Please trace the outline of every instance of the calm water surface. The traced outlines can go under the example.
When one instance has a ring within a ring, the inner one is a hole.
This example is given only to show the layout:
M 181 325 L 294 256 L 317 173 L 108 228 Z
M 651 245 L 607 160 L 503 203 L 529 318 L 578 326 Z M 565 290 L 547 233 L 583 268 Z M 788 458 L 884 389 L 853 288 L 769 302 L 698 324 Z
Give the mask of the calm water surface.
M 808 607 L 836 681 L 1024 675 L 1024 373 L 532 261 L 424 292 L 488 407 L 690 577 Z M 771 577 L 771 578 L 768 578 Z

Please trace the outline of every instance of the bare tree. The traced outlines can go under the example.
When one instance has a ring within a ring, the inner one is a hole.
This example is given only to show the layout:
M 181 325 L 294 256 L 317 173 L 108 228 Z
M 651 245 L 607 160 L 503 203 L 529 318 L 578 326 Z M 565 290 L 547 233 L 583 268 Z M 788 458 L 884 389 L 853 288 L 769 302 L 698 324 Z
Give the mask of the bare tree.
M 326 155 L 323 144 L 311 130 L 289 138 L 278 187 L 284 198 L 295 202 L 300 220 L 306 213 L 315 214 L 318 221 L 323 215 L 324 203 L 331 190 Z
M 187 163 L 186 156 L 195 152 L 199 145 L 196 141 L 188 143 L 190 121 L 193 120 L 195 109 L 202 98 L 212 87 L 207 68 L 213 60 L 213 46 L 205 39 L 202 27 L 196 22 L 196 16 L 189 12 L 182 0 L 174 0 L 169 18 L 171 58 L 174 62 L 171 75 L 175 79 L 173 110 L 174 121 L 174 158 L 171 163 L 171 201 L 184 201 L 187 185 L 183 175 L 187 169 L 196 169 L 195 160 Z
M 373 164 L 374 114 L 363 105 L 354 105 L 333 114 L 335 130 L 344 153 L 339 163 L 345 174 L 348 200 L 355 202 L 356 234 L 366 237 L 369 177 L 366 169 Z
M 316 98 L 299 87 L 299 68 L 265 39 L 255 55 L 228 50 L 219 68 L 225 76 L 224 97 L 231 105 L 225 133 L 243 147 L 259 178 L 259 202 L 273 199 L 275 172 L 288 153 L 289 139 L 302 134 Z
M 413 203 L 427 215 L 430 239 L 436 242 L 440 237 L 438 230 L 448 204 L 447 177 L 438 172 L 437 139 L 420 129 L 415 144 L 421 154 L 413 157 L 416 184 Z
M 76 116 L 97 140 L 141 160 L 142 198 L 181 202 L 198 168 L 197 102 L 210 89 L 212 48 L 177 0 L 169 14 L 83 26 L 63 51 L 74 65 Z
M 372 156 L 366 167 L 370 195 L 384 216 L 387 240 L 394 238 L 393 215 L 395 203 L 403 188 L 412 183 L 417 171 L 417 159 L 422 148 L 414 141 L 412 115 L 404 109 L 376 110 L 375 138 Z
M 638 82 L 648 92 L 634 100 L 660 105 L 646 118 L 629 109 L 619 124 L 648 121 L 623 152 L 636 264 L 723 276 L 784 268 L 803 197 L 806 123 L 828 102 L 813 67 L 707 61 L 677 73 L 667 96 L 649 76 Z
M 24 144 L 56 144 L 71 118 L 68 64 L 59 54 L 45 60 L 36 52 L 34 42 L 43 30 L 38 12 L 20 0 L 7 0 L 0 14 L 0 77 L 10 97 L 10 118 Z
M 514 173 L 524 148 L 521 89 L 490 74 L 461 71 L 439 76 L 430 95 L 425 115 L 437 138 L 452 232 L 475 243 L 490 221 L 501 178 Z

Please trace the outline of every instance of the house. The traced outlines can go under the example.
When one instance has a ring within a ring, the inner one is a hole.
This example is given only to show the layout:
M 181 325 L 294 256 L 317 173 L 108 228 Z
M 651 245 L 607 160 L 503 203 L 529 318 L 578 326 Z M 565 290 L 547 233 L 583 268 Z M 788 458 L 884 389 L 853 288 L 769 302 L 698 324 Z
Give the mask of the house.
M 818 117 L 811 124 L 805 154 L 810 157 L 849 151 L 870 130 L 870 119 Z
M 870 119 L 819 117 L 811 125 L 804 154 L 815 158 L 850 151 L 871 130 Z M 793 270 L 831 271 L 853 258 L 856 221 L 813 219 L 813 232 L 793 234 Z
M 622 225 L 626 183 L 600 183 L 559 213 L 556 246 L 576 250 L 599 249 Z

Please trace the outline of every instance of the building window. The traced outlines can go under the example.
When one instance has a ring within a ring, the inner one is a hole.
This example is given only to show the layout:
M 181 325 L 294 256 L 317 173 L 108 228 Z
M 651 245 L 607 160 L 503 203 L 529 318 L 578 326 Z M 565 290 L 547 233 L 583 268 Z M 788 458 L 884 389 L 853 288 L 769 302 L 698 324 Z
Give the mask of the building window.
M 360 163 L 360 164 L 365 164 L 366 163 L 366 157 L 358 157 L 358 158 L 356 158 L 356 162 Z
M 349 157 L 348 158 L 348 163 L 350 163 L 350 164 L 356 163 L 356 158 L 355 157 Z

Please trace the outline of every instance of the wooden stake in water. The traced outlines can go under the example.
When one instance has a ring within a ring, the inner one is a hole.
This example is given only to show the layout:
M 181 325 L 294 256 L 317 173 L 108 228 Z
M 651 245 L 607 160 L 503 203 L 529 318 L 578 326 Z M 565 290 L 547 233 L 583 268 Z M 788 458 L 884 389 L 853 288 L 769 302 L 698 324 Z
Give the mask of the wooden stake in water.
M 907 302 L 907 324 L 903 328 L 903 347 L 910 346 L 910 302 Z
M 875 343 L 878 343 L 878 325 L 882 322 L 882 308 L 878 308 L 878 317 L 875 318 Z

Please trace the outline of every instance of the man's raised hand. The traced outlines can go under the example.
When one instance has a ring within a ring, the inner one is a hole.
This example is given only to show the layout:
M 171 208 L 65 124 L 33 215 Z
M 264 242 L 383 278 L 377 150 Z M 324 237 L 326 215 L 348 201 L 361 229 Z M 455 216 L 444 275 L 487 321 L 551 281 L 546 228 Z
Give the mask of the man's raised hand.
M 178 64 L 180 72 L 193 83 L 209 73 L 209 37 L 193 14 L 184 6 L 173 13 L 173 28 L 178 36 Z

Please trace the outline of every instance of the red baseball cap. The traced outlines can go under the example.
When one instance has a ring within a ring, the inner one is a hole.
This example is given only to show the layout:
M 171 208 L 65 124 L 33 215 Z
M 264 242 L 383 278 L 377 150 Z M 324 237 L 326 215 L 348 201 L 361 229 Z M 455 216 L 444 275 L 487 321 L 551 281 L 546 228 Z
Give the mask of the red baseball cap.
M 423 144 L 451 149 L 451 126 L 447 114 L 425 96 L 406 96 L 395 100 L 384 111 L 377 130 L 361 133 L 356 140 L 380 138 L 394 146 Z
************
_Task directions_:
Every line in the records above that contains the word "trace" is to be copied out.

_Your solution_:
Please trace the outline of every instance of the calm water surface. The traced outlines can go under the example.
Please trace the outline of every instance of the bare tree. The traced outlines can go under the example.
Please trace the outline of every instance of the house. The traced outlines can go under the example.
Please trace the outline of every instance of the building window. The traced outlines can go under the example.
Please trace the outline of every instance of the wooden stake in water. The traced outlines can go under the example.
Please trace the outline of every instance of the man's raised hand. The traced outlines can go under the example.
Please trace the outline of every instance of the red baseball cap. The traced outlines can go under the example.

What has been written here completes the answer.